**INSTRUCTIONS FOR THE TASK**
Write the next part of the article on the modern qipao, picking up after its final sentence.

== SOURCE EXCERPT ==

Fans of The Missing Piece include singer Joanna Dong and influencer Andrea Chong.
TRADITION GOES HIP
Meanwhile, veteran couturier Goh Lai Chan of the eponymous brand Laichan holds fast to the belief that the traditional qipao is finding new generations of fans every day: “I see girls as old as three and women as young as 80 buying, wearing and appreciating the qipao. And they’re not necessarily Asians – some are foreigners.”
His clients have been turning to him for decades to dream up bespoke designs that would rival Maggie Cheung’s stunning qipaos in the the classic film In The Mood For Love. A simple short qipao off the rack costs S$798, while bespoke creations start at S$5,000.
He says: “My classic qipao designs hold their own enduring appeal. But what’s trending now are more refreshing colours and new proportions, some leaning towards making the qipao more relaxed and comfortable.”
One of his designs combines a mandarin collar with a soft flirty skirt and elaborate three-dimensional flower appliques signalling the start of spring. More traditionally-cut qipaos may feature riotous or even psychedelic colours, making the pieces wearable not just for Chinese New Year, but also a fun night out with friends.
Ms Tang-Owen says: “We live in an era where everyone wants to stand out, voice their own opinion and be just slightly different... As a modern woman with Chinese roots, I want something that hints Chinese – but not obviously Chinese. I want something that’s versatile and wearable, and that will make me feel great. So I might wear a qipao with a bomber jacket and combat boots, instead of heels. Some women think the only way to wear a qipao is with heels, which is why they seldom wear it. But if they embrace their individuality and worked the qipao into their everyday wardrobe, they’ll find that they can make it their style.”
Desleen Yeo, who co-founded local fashion brand YeoMama Batik with her mother, agrees with this assessment. She says: “Whether in traditional or contemporary forms, I do think there’s a revival of the qipao. Our era of identity politics has inspired, in particular, young Chinese women who see the wearing of the qipao as a chance to empower themselves, and affirm, assert and celebrate their roots.”

===
== ENTRIES PROVIDED ==

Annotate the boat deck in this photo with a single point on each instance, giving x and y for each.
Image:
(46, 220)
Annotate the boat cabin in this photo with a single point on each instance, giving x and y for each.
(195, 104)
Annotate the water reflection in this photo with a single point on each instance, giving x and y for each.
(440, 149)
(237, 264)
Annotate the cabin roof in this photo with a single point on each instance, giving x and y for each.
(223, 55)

===

**ANSWER TO THIS TASK**
“On the other hand, high-powered women are donning the qipao because it adds class and confidence to their appearance. The mandarin collar accentuates the neckline, while the entire qipao exudes elegance without too many accessories. The simple one-piece qipao can bring them from work to events and dinners. And the qipao is also useful for regional functions if they wish to stand out, attract conversations, spark new connections and network… I have women in the finance sector or government bodies turning to YeoMama Batik designs precisely for those reasons.”
The designs of the 2-year-old YeoMama Batik include mandarin-collared jumpsuits, V-neck dresses with qipao-style buttons by the side, and midi length qipaos “that look great with sneakers or pointy boots.”
“Young women are definitely trying to incorporate the contemporary qipao as part of their regular wardrobe,” adds Ms Yeo. “And designers like me are thrilled to find ways to make that work.”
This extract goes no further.